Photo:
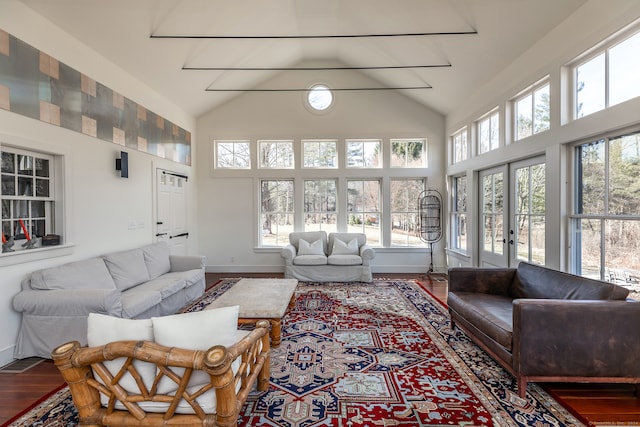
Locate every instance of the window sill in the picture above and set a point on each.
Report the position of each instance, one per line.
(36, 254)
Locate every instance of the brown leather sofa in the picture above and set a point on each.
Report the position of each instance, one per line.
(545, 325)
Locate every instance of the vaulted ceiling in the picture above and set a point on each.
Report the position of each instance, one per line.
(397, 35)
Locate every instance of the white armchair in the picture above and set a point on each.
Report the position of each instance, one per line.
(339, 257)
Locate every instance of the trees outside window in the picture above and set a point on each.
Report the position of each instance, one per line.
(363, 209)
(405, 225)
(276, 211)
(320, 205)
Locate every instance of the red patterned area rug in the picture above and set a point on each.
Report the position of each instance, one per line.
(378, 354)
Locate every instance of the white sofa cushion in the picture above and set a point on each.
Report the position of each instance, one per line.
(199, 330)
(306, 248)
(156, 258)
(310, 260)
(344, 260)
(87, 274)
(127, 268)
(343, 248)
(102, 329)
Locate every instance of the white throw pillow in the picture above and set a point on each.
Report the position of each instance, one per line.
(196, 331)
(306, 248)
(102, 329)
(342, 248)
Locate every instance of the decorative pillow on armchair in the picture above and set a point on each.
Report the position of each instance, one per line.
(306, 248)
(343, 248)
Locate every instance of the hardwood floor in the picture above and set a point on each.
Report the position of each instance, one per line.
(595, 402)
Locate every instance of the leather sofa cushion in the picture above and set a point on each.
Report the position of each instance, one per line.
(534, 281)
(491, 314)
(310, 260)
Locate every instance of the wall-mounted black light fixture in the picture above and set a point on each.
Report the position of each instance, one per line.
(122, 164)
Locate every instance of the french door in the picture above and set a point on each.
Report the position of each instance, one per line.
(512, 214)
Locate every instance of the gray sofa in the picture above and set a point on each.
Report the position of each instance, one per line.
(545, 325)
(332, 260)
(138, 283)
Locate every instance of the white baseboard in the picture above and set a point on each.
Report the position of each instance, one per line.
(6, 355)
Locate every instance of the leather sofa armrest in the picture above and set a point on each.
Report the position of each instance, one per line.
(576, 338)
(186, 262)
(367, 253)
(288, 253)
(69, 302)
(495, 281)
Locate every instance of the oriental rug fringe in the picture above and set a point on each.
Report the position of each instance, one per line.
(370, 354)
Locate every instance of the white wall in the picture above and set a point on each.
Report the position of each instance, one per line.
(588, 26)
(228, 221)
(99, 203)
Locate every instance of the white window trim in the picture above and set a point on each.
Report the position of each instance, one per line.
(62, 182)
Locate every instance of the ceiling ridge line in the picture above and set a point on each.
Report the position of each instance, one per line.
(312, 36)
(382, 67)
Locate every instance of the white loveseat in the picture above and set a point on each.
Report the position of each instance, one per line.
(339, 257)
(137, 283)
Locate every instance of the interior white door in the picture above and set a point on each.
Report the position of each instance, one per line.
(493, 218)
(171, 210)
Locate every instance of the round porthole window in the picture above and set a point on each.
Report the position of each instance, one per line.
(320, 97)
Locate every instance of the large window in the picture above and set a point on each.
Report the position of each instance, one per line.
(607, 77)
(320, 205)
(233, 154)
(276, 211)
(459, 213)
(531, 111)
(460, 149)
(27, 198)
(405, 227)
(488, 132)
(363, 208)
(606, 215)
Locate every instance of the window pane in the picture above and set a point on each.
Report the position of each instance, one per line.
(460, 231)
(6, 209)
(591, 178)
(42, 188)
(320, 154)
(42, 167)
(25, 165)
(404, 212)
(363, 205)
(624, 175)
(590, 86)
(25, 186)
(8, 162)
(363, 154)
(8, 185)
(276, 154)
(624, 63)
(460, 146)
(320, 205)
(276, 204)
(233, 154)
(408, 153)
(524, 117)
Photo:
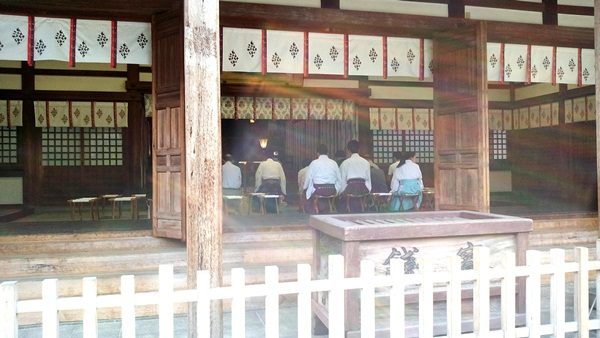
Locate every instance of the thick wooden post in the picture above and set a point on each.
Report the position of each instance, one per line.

What you are asked to do
Quote each record exactly as it stands, minus the pictures.

Finished exercise
Photo:
Locate every instance of the window sill in the picture above and set a point on each.
Report the position of each instance, one per line.
(36, 254)
Locate every instance of the brown leather sofa in the picture above and set a point on each.
Report the position of each instance, one per line.
(545, 325)
Locate every instance of the vaulted ceiling in the picture above and set a point on each.
Report the position of each instance, one per line.
(397, 35)
Locate every instance of the white armchair in the picture above and set a point on each.
Report the position of each instance, one per line.
(339, 257)
Locate every instance of the trees outside window in the picture above and set a point on each.
Report the position of each instance, one per line.
(363, 209)
(405, 225)
(276, 211)
(320, 205)
Locate every instance of the red patterned area rug in the picture above and set a point on each.
Report the position of each instance, one per line.
(378, 354)
Locate every instance of the white sofa cushion in the picture above and set a point on each.
Report the position of each instance, one per line.
(199, 330)
(306, 248)
(156, 258)
(310, 260)
(344, 260)
(87, 274)
(127, 268)
(343, 248)
(102, 329)
Locate every instance of the white throw pillow in the picture above and set a point on each.
Report the position of each instance, one per line.
(196, 331)
(306, 248)
(102, 329)
(342, 248)
Locate every instance of the decorative pillow on armchair in the picture above and set a point on each.
Report the position of each instance, one per line.
(306, 248)
(343, 248)
Locate every instance of the hardwood floor in the picture above and set a point on each.
Report the position of each instance, one per line.
(595, 402)
Locate every instance of the leather sofa cushion in the picture above and set a point on each.
Report the position of each instance, one per line.
(534, 281)
(491, 314)
(310, 260)
Locate every instance of the wall-mounted black light fixture in the picture above and set a point on each.
Report the position of each instance, one per line.
(122, 164)
Locate every instance of the french door in the picture above and set a point on each.
Report the position of each instance, one per line.
(512, 214)
Locate every instance of the gray sofa in the picture above and set a point on each.
Report the position of each instance, one per line.
(545, 325)
(332, 260)
(138, 283)
Locate every instance of the white baseboard in the picture above and set a point on each.
Report the position of each instance, one per line.
(6, 355)
Locate every instance of the leather sofa armrest in the picture above and set a point on each.
Report the position of each instance, one per line.
(576, 338)
(186, 262)
(367, 253)
(288, 253)
(69, 302)
(495, 281)
Locate every instance of the oriental rug fringe in the picture above and set a point on each.
Report the position of each instance, one per line.
(370, 354)
Locate every instance of the white wall in the picture above and set a point on each.
Report the position of each instance, one per line.
(588, 26)
(228, 221)
(99, 203)
Locate every instance of the white window trim in the picture above and set a point on each.
Report the position of each instance, one per line.
(62, 182)
Locate every instance of the ceiling ridge line in the picture above and set a point on each.
Report the position of each instance, one per line.
(312, 36)
(382, 67)
Locate every instance of the white loveseat in the picture above and set a point on each.
Report the position of each instance, one per line.
(339, 257)
(137, 283)
Locate every instance of the interior white door in the picture above and set a point on each.
Report the position of each instance, one per line.
(493, 218)
(171, 210)
Locate every instance of the round porthole window in the picture above and set a point on each.
Report the position of each instance, one per line.
(320, 97)
Locate every instance of the large window in the picture above and set a point on each.
Report the position of each instance, one per line.
(607, 77)
(320, 205)
(233, 154)
(276, 211)
(459, 213)
(531, 111)
(460, 149)
(27, 198)
(405, 227)
(488, 132)
(363, 208)
(606, 215)
Locate every instance of the window pane in the picture above and set a point on each.
Report the position of each instance, one per line.
(460, 231)
(6, 209)
(591, 178)
(42, 188)
(320, 154)
(42, 167)
(25, 165)
(404, 212)
(363, 205)
(624, 175)
(590, 86)
(25, 186)
(8, 162)
(363, 154)
(8, 185)
(276, 154)
(624, 63)
(460, 146)
(320, 205)
(276, 204)
(233, 154)
(408, 153)
(524, 117)
Photo:
Locate every instance of the thick wooden post in the picture above and set a point on each.
Report the position of each instance, one per line.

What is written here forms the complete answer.